[BEGIN Excerpt to read]

1. Overview
MVAPICH2-X-AWS release is based on MVAPICH2-X and incorporates designs that take advantage of Scalable Reliable Datagram (SRD) of AWS Elastic Fabric Adapter(EFA) technology. It also provides support for XPMEM to achieve efficient intra-node communication performance. The latest version is MVAPICH2-X-AWS 2.3.7
2. Features
-
Based on MVAPICH2-X
-
Design based on Amazon Elastic Fabric Adapter’s (EFA) Scalable Reliable Datagram (SRD) transport protocol
-
Delivers efficient inter-node latency and bandwidth performance
-
Support for XPMEM based intra-node communication
-
Optimized and Tuned collectives (inter-node and intra-node)
-
Support for dynamic run-time detection of XPMEM module
-
Add initial support for AWS hpc6a/c6a instances with 3rd generation AMD EPYC processors (new)
-
Add support & performance optimization for AWS c6g/c7g with Amazon Graviton 2/3 processors aarch64 (new)
-
Targeted for AWS EC2 instances with EFA support
-
Support available (currently) for basic OS types on AWS EC2 including: Amazon Linux 1/2, CentOS 7, Ubuntu 20.04/18.04
3. Launch AWS EFA Instance
Follow the step 1-3 in this webpage:
Launch a AWS EC2 instance with Elastic Fabric Adapter enabled. We recommend to use Amazon Linux 2 AMI.
4. Install MVAPICH2-X-AWS
Install MVAPICH2-X-AWS from rpm: (make sure you have sudo access)

[END Excerpt to read]

Direction 1: Decide whether each statement agrees with the page on MVAPICH2-X-AWS: (a) the latest version is 2.3.7, (b) support is available for CentOS 8, (c) the page recommends Amazon Linux 2 AMI. Answer each with yes or no and quote the words of the page that decide it.
The text and the records are unrelated to each other.

[BEGIN Data supplied]

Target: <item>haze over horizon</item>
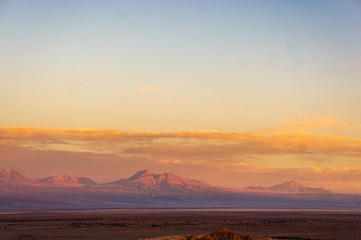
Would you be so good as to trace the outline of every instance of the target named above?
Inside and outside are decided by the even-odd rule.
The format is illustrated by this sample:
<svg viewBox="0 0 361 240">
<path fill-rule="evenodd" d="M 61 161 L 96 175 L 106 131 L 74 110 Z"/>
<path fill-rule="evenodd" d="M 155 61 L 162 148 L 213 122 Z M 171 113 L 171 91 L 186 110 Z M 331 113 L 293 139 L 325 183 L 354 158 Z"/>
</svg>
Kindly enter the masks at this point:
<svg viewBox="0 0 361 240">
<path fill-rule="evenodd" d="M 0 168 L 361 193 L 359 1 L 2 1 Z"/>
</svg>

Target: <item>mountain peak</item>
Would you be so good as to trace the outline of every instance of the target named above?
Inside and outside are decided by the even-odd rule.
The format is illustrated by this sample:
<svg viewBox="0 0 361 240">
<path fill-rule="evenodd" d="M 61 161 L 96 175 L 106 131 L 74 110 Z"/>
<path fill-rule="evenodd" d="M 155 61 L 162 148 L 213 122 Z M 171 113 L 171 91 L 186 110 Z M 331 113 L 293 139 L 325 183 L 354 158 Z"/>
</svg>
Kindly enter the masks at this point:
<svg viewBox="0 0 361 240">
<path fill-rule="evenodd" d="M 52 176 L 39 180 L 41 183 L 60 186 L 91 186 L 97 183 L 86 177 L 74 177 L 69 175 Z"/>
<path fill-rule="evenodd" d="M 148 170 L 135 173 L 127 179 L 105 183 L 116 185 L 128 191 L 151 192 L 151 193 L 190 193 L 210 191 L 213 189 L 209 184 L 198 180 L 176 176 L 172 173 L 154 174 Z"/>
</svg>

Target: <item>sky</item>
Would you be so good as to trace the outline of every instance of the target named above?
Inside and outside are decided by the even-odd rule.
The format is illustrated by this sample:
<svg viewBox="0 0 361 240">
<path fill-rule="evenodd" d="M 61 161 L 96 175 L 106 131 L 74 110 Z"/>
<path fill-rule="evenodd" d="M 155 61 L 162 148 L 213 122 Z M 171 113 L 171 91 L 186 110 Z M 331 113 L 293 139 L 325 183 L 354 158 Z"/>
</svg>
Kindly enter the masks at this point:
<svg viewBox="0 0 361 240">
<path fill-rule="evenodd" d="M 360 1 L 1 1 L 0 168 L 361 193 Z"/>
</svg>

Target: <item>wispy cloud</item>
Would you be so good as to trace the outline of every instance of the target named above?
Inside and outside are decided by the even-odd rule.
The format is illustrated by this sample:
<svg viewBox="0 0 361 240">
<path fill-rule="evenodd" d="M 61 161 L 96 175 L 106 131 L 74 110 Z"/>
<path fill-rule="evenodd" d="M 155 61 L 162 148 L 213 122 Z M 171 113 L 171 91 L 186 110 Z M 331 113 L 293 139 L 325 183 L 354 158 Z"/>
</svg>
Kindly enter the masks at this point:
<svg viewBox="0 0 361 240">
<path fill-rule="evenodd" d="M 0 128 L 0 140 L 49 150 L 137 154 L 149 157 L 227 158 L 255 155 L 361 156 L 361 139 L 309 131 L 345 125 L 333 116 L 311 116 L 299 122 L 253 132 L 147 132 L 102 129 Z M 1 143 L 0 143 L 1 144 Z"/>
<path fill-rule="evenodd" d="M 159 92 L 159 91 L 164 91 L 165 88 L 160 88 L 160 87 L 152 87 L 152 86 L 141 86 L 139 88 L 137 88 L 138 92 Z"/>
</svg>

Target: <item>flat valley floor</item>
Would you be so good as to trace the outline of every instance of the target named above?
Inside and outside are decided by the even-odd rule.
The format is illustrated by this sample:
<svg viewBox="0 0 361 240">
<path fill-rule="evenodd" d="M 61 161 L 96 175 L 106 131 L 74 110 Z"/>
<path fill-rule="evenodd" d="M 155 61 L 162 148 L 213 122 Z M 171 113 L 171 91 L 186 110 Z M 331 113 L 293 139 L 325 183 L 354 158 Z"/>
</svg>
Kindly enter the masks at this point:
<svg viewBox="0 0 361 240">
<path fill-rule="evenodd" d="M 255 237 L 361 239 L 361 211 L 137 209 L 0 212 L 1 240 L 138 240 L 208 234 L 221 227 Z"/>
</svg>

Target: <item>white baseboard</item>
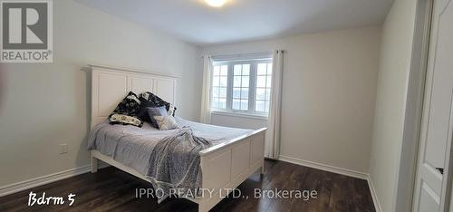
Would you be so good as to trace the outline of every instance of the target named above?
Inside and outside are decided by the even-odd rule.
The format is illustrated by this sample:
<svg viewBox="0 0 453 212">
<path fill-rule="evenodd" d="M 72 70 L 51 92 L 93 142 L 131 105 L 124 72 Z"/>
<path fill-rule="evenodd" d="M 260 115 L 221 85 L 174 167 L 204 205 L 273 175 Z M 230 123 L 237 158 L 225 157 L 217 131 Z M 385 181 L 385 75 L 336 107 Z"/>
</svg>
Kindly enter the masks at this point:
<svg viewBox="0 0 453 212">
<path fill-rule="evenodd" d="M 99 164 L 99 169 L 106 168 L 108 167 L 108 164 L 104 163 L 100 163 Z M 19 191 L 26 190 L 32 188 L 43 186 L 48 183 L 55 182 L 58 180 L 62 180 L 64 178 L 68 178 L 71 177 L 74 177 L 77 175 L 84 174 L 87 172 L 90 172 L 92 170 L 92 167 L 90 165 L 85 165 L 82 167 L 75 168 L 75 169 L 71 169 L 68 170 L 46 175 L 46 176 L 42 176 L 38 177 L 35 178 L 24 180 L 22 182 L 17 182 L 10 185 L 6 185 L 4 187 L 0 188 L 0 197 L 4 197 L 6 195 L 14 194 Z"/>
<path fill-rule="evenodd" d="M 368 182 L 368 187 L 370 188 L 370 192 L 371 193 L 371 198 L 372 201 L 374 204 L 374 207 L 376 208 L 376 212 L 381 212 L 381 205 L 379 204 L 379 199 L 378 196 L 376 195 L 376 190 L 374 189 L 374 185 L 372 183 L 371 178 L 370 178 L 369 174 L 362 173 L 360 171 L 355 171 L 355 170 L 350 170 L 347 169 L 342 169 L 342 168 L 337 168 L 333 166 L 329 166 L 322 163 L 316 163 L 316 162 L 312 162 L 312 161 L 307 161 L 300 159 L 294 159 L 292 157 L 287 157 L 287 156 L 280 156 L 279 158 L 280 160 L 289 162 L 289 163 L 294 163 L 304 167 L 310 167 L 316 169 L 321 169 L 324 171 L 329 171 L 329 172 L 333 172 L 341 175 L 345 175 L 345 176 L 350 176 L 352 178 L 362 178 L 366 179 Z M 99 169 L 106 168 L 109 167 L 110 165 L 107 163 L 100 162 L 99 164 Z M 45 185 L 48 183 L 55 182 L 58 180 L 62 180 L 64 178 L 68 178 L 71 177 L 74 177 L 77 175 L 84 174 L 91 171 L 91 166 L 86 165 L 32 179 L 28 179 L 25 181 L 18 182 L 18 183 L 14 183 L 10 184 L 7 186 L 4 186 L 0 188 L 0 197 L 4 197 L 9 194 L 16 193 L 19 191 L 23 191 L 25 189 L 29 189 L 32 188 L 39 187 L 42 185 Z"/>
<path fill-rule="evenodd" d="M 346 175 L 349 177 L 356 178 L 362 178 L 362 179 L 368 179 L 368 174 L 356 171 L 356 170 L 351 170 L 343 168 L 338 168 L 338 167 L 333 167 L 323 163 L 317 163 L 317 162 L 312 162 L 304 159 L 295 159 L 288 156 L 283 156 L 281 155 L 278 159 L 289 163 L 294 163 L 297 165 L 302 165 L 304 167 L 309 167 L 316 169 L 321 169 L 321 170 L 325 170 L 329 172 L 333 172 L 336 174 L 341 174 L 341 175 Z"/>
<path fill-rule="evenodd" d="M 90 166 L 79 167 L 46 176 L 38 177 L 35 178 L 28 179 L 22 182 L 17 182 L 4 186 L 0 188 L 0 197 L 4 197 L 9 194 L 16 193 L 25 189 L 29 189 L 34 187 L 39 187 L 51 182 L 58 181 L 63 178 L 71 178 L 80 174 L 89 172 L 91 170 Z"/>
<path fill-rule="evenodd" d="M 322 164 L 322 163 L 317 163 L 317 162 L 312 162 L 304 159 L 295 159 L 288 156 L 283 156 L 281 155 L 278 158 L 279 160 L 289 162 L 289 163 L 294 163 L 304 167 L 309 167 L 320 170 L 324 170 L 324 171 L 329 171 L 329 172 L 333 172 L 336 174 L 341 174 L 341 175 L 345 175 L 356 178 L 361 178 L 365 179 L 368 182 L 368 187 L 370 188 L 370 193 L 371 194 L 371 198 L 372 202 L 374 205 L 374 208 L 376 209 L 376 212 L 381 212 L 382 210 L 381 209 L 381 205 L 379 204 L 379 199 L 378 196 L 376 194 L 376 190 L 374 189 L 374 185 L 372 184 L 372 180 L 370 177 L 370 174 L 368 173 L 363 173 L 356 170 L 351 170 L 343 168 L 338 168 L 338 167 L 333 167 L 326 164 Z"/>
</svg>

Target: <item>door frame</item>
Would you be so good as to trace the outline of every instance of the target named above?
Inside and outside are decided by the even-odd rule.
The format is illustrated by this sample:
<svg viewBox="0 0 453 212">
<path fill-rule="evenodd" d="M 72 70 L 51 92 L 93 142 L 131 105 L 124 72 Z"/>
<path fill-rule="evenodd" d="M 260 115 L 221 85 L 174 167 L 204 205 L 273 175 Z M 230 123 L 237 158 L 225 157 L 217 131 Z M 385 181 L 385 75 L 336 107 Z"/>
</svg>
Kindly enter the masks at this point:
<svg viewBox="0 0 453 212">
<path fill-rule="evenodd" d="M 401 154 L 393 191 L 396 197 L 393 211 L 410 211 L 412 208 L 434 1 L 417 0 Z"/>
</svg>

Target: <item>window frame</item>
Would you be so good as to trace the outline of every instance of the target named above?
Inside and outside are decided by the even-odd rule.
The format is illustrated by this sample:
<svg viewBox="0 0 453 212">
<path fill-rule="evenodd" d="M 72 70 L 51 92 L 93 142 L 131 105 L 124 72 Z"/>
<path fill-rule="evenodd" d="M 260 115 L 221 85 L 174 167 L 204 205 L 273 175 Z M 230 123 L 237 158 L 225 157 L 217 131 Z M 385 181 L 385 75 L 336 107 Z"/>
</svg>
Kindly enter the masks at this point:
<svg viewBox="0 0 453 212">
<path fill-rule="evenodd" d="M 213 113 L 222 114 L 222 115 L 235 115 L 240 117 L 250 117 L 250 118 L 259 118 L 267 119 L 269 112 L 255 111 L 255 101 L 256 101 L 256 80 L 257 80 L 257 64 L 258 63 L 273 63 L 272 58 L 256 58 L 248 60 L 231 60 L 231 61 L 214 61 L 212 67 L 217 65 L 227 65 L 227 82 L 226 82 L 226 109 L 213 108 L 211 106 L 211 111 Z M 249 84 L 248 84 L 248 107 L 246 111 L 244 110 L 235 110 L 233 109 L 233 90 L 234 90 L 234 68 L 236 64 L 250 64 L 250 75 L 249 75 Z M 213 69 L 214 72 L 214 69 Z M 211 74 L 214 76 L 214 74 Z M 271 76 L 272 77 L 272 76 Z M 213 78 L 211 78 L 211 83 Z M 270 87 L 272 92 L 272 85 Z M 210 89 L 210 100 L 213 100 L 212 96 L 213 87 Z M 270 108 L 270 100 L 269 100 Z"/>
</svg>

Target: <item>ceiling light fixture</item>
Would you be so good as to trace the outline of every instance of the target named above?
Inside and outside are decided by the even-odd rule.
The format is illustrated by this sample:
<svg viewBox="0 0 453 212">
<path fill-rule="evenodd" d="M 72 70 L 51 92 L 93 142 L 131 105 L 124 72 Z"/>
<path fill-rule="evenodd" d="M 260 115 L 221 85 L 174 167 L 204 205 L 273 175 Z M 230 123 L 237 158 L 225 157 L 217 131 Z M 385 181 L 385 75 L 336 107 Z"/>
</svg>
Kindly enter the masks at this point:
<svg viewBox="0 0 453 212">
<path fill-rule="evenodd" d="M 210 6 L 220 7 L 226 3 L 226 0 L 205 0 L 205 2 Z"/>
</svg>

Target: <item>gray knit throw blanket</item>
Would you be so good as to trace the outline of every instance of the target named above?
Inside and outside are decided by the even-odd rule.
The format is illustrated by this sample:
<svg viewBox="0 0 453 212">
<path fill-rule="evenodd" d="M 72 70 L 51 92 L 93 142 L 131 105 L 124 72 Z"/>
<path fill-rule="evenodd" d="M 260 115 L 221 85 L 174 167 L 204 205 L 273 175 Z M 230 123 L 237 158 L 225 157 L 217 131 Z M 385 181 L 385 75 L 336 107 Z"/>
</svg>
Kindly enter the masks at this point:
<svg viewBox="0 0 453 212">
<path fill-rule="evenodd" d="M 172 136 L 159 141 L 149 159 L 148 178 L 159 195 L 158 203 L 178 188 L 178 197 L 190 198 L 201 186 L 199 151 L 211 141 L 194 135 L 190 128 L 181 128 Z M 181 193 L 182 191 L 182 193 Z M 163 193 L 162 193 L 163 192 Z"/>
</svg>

[END Data supplied]

Direction 2: Collect every line of the records that contains the string "item".

Complete output 1:
(a) Yes: "The latest version is MVAPICH2-X-AWS 2.3.7"
(b) No: "Amazon Linux 1/2, CentOS 7, Ubuntu 20.04/18.04"
(c) Yes: "We recommend to use Amazon Linux 2 AMI."

Complete output 2:
Target: <item>haze over horizon</item>
Target: <item>mountain peak</item>
Target: <item>sky</item>
Target: <item>wispy cloud</item>
Target: <item>flat valley floor</item>
Target: <item>white baseboard</item>
Target: <item>door frame</item>
Target: <item>window frame</item>
Target: <item>ceiling light fixture</item>
Target: <item>gray knit throw blanket</item>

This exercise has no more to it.